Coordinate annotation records

------------------------------------

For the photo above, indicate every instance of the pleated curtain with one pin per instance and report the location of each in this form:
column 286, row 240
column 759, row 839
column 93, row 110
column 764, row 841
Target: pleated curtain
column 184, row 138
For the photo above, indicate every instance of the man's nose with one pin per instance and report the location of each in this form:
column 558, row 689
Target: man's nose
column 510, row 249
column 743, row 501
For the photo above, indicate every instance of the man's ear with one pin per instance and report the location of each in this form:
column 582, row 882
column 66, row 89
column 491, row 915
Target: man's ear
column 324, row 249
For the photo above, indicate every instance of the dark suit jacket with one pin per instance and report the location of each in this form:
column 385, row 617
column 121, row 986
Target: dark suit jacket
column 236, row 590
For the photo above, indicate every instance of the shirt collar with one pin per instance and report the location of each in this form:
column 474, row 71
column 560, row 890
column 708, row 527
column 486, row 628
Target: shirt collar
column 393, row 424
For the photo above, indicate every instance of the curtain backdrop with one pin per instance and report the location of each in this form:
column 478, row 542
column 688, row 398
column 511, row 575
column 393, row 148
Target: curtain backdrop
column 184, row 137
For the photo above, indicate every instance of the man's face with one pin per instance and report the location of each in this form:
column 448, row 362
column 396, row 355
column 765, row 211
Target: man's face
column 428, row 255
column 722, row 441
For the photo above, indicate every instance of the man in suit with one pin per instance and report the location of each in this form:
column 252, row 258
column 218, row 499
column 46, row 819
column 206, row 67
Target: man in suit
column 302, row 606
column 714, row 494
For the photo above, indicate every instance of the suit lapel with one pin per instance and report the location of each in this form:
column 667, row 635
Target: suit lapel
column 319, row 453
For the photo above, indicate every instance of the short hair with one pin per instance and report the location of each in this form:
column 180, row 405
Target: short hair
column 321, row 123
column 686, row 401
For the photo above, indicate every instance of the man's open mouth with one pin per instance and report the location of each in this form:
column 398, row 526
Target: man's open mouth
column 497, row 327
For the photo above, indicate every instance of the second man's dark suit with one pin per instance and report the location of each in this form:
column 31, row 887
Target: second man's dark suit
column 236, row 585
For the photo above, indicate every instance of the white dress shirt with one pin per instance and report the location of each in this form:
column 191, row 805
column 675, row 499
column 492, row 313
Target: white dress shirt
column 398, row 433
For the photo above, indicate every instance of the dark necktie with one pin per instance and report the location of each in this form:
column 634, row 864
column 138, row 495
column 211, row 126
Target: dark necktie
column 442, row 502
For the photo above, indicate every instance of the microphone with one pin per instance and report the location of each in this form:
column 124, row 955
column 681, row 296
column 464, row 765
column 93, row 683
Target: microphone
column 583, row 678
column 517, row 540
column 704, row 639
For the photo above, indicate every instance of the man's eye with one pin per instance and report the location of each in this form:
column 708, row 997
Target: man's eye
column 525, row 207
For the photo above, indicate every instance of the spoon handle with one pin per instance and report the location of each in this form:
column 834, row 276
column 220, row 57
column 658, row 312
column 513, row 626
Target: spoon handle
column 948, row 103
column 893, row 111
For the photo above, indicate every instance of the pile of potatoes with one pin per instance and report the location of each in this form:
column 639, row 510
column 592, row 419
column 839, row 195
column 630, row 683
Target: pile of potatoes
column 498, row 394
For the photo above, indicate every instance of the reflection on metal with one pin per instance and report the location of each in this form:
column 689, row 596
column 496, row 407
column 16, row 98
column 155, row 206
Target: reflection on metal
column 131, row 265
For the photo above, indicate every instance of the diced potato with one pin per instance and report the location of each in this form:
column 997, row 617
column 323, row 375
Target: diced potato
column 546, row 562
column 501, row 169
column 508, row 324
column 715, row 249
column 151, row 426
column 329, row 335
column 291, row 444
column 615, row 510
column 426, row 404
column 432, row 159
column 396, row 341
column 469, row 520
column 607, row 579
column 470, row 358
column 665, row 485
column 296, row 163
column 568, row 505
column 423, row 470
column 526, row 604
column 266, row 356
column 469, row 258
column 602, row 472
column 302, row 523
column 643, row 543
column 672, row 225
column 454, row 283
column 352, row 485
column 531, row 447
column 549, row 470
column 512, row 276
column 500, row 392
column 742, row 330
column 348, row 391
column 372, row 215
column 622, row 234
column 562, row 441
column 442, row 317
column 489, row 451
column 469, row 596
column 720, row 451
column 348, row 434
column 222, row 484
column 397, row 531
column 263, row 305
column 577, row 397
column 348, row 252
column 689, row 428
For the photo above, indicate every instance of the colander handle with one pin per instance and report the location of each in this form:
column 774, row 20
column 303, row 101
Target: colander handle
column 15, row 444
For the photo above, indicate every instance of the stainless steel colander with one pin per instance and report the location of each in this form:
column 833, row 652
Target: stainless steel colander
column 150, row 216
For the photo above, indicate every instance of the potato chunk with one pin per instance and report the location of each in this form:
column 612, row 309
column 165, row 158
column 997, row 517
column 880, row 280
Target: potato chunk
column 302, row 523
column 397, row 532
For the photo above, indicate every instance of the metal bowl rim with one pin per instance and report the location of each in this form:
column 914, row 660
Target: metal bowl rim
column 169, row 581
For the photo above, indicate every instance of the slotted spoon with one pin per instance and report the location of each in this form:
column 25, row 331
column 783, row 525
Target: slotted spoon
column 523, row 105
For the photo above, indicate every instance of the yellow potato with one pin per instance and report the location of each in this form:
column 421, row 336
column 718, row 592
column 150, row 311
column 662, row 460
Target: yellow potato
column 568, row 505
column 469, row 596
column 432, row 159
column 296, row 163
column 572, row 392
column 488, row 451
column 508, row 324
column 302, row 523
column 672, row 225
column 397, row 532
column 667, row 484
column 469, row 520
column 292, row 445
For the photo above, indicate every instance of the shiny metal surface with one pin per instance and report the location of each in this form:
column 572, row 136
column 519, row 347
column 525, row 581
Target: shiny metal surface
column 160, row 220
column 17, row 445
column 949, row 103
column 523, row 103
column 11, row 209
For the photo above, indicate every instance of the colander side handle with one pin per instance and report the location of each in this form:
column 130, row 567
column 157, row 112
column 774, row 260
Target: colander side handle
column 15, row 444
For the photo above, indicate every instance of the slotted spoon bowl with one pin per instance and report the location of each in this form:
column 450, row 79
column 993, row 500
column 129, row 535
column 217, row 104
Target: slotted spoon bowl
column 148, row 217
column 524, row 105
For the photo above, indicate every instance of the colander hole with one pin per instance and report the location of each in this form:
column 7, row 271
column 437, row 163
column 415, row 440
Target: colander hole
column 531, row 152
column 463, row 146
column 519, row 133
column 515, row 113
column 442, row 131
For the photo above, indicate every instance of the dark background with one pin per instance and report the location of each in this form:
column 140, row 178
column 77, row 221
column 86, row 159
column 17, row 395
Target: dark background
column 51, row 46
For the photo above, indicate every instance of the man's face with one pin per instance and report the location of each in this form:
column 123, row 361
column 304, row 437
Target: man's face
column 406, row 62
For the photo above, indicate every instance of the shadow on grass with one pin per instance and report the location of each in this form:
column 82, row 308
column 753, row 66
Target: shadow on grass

------------------------------------

Return every one of the records above word for word, without any changes.

For the photo above, indicate every instance of the pleated curtain with one pin per instance and report the location of each in this form:
column 286, row 240
column 759, row 839
column 93, row 110
column 764, row 841
Target: pleated curtain
column 184, row 138
For the photo above, indicate every instance of the man's nose with one pin per instance and report the location of each in this form:
column 558, row 689
Target: man's nose
column 510, row 249
column 743, row 501
For the photo above, indicate every instance of the man's ear with one pin per instance and report the location of each in this form:
column 582, row 882
column 66, row 89
column 491, row 915
Target: man's ear
column 324, row 249
For the photo above, indicate every instance of the dark suit jacket with one pin per instance and report the location of each in this form:
column 385, row 617
column 121, row 986
Target: dark suit jacket
column 236, row 590
For the photo above, indicate every instance of the shirt collar with one pin per instance and report the location of each in this form:
column 474, row 71
column 560, row 890
column 708, row 527
column 486, row 628
Target: shirt collar
column 393, row 424
For the photo above, indicate every instance of the curtain backdrop with one pin per instance and report the location of each in this form:
column 478, row 542
column 688, row 398
column 511, row 575
column 393, row 148
Target: curtain backdrop
column 184, row 137
For the photo above, indicate every instance of the man's face with one pin per instance and report the location of each in this form:
column 448, row 362
column 396, row 355
column 765, row 211
Target: man's face
column 428, row 255
column 722, row 441
For the photo above, indicate every instance of the man in suit with one pin per instance and report the location of each in this form:
column 252, row 258
column 218, row 499
column 46, row 819
column 206, row 67
Target: man in suit
column 302, row 606
column 714, row 494
For the photo above, indicate every instance of the suit lapel with one pin per instance and report the location of each in this form:
column 667, row 635
Target: suit lapel
column 319, row 453
For the photo above, indicate every instance of the short hair with one pin per instance and report the location of each in this form:
column 180, row 405
Target: short hair
column 321, row 123
column 686, row 401
For the photo above, indicate every instance of the man's open mouth with one pin per instance and report the location of each in this form:
column 398, row 526
Target: man's open mouth
column 497, row 327
For the photo above, indicate every instance of the second man's dark suit with one pin per instance and report the location of each in this form:
column 31, row 887
Target: second man's dark suit
column 236, row 585
For the photo above, indicate every instance of the white dress shirt with one pin per instance and report the location of each in this form:
column 191, row 805
column 675, row 499
column 492, row 313
Target: white dress shirt
column 398, row 433
For the photo above, indicate every instance of the dark necktie with one pin per instance and report the location of each in this form:
column 634, row 864
column 138, row 495
column 211, row 126
Target: dark necktie
column 442, row 502
For the photo above, indicate every instance of the microphone with one pin per instance and report the location of each in this form:
column 124, row 955
column 681, row 296
column 464, row 765
column 93, row 683
Target: microphone
column 583, row 678
column 517, row 540
column 704, row 639
For the photo above, indicate every instance of the man's eye with one pin per instance and report the location of each in this form:
column 708, row 997
Target: man's eye
column 525, row 207
For the photo above, indicate every instance of the spoon handle with one pin per instance and report the location of each in this form:
column 834, row 276
column 220, row 57
column 658, row 312
column 513, row 626
Target: spoon handle
column 948, row 103
column 893, row 111
For the photo above, indicate every instance of the pile of potatoes with one pin per instance and report the location of each in this form:
column 639, row 510
column 592, row 419
column 839, row 195
column 630, row 683
Target: pile of potatoes
column 498, row 394
For the photo above, indicate every instance of the reflection on metal with one pin per instance and report the location of each in this form:
column 689, row 596
column 496, row 407
column 16, row 98
column 155, row 206
Target: reflection on metal
column 131, row 265
For the photo above, indicate every instance of the diced potato with one pin per instance and report the location of each in this form:
column 997, row 617
column 323, row 375
Target: diced potato
column 546, row 562
column 501, row 169
column 508, row 324
column 715, row 249
column 151, row 426
column 329, row 335
column 291, row 444
column 615, row 510
column 426, row 404
column 432, row 159
column 396, row 341
column 469, row 520
column 607, row 579
column 470, row 358
column 665, row 485
column 296, row 163
column 568, row 505
column 423, row 470
column 526, row 604
column 266, row 356
column 469, row 258
column 602, row 472
column 302, row 523
column 643, row 543
column 672, row 225
column 454, row 283
column 352, row 485
column 531, row 447
column 549, row 470
column 512, row 276
column 500, row 392
column 742, row 330
column 348, row 391
column 372, row 215
column 622, row 234
column 562, row 441
column 442, row 317
column 489, row 451
column 469, row 596
column 720, row 451
column 348, row 434
column 222, row 484
column 397, row 531
column 263, row 305
column 577, row 397
column 348, row 252
column 689, row 428
For the photo above, indicate every instance of the colander handle with one pin per instance and report the location of each in this form:
column 774, row 20
column 303, row 101
Target: colander handle
column 15, row 444
For the photo above, indicate every instance of the stainless steel colander with one pin per instance and report the location of each in this form:
column 833, row 652
Target: stainless steel colander
column 150, row 216
For the photo above, indicate every instance of the potato chunk with one pin per instance and report the location of each in this form:
column 612, row 309
column 165, row 158
column 997, row 517
column 880, row 280
Target: potato chunk
column 302, row 523
column 397, row 532
For the photo above, indicate every instance of the metal bowl rim with one pin per instance and report the location of each in this form:
column 914, row 660
Target: metal bowl rim
column 169, row 581
For the photo above, indicate every instance of the slotted spoon with one pin per instance and report the location of each in this form:
column 25, row 331
column 783, row 525
Target: slotted spoon
column 523, row 105
For the photo above, indicate every instance of the yellow potato with one pin per instance and report the location of each in this form:
column 421, row 336
column 718, row 592
column 150, row 311
column 662, row 460
Target: yellow potato
column 568, row 505
column 469, row 596
column 432, row 159
column 296, row 163
column 572, row 392
column 488, row 451
column 508, row 324
column 302, row 523
column 672, row 225
column 397, row 532
column 667, row 484
column 469, row 520
column 292, row 445
For the photo above, indicate every instance of the shiny metal surface with one pin per instance and report the location of each in this form:
column 572, row 136
column 519, row 347
column 525, row 581
Target: shiny metal surface
column 160, row 220
column 17, row 445
column 949, row 103
column 523, row 103
column 11, row 209
For the photo above, indicate every instance of the colander side handle with one pin per instance and report the location of each in this form:
column 130, row 567
column 157, row 112
column 774, row 260
Target: colander side handle
column 15, row 444
For the photo above, indicate every instance of the slotted spoon bowl with one pin per instance and report the location of each in this form:
column 450, row 79
column 993, row 500
column 129, row 535
column 217, row 104
Target: slotted spoon bowl
column 148, row 217
column 524, row 105
For the photo above, indicate every instance of the colander hole with one pin per instance and report the location of each in this form:
column 7, row 271
column 437, row 163
column 415, row 440
Target: colander hole
column 531, row 152
column 463, row 146
column 519, row 133
column 515, row 113
column 442, row 131
For the photo above, indicate every instance of the dark background with one pin per instance and report the location of each in this form:
column 140, row 178
column 77, row 221
column 86, row 159
column 17, row 395
Target: dark background
column 51, row 46
For the photo above, indicate every instance of the man's face with one pin per instance and report the location of each in this form:
column 123, row 361
column 304, row 437
Target: man's face
column 406, row 62
For the photo above, indicate every instance of the shadow on grass with one pin per instance and report the location of each in this form:
column 82, row 308
column 753, row 66
Target: shadow on grass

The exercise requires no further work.